- ENUNCIADO -
¿Puedes repetir al pie de la letra el pasaje del texto sobre los momentos antológicos que va de "Una antología es, después" a "el mismo cielo."?

- FRAGMENTO EXTRAÍDO -
>>

Una antología es, después de todo, una selección de elementos que, por su naturaleza exquisita, no es frecuente su aparición en el tiempo. Si tuviera que hacer mi particular elección de momentos antológicos en mi vida, un recuento de mis emociones más memorables no podría nunca olvidar el instante en el que mi primera novia, con apenas doce años, besó mi muñeca izquierda. Tenía un lunar en el centro y elegí, entre cualquier otro lugar para recibir el beso -aún por encima del tan deseado espacio natural de los labios- aquella pequeña señal porque en ella yo imaginaba un hermoso reloj con mi ingenuidad de niño. Ese día mi emoción ascendió hasta el mismo cielo.

<<

- DATOS MOSTRADOS -
>>

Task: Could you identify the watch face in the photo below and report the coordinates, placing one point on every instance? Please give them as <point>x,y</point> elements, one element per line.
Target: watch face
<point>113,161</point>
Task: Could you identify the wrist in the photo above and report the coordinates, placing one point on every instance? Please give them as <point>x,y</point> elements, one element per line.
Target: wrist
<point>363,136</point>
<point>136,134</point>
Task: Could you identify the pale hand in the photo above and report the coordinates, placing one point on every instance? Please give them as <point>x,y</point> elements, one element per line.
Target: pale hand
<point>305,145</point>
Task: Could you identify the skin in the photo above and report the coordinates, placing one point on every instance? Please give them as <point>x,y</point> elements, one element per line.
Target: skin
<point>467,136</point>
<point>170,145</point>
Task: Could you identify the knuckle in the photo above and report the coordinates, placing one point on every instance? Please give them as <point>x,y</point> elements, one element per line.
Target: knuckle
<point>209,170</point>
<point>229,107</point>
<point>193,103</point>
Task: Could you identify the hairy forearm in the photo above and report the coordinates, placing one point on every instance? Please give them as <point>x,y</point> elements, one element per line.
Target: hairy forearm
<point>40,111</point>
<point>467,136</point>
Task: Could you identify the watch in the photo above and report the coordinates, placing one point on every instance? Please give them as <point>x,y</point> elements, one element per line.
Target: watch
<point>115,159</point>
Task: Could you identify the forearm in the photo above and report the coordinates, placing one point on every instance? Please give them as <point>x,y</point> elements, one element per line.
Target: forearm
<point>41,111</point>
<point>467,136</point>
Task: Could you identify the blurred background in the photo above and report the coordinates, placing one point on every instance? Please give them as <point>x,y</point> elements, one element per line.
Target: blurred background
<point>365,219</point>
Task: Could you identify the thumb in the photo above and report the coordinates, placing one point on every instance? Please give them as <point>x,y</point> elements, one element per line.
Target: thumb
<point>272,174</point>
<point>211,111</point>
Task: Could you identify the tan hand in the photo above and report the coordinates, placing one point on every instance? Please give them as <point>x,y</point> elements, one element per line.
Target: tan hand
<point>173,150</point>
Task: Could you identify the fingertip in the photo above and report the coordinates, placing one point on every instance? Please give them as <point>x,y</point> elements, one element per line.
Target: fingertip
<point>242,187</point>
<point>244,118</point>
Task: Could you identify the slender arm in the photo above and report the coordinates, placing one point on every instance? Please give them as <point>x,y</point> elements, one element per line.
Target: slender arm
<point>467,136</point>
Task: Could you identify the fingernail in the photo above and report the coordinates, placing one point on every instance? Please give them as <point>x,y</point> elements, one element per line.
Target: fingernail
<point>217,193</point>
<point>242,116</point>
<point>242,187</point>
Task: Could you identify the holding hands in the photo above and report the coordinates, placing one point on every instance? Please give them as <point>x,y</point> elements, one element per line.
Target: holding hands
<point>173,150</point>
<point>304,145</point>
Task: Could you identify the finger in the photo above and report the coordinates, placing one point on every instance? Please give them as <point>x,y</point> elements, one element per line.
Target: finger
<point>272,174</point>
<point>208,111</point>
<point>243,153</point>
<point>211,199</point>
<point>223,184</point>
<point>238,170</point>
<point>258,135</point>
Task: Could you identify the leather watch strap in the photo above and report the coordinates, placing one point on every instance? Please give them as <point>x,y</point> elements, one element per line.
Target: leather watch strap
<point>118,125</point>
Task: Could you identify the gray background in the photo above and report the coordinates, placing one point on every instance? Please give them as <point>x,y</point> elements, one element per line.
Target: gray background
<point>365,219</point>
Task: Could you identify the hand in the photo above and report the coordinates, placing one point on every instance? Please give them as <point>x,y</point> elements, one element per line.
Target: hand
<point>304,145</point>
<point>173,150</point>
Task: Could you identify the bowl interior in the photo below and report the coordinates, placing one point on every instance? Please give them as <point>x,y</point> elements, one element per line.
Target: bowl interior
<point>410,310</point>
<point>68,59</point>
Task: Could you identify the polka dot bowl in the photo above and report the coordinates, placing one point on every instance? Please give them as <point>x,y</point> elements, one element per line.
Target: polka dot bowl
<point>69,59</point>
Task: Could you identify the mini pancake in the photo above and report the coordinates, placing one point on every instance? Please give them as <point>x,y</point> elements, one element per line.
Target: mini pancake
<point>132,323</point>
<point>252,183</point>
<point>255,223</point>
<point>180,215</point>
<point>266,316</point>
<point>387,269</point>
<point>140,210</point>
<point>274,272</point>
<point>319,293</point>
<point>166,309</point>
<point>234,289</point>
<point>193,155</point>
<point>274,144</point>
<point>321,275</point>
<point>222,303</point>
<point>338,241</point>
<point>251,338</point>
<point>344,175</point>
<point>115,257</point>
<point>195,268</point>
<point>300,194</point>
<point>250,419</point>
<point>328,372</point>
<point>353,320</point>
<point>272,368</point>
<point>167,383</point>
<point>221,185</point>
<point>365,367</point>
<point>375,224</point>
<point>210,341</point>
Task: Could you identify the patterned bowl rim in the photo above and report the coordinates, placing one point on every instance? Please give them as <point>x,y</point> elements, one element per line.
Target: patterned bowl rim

<<

- RESULTADO DEL EJERCICIO -
Una antología es, después de todo, una selección de elementos que, por su naturaleza exquisita, no es frecuente su aparición en el tiempo. Si tuviera que hacer mi particular elección de momentos antológicos en mi vida, un recuento de mis emociones más memorables no podría nunca olvidar el instante en el que mi primera novia, con apenas doce años, besó mi muñeca izquierda. Tenía un lunar en el centro y elegí, entre cualquier otro lugar para recibir el beso -aún por encima del tan deseado espacio natural de los labios- aquella pequeña señal porque en ella yo imaginaba un hermoso reloj con mi ingenuidad de niño. Ese día mi emoción ascendió hasta el mismo cielo.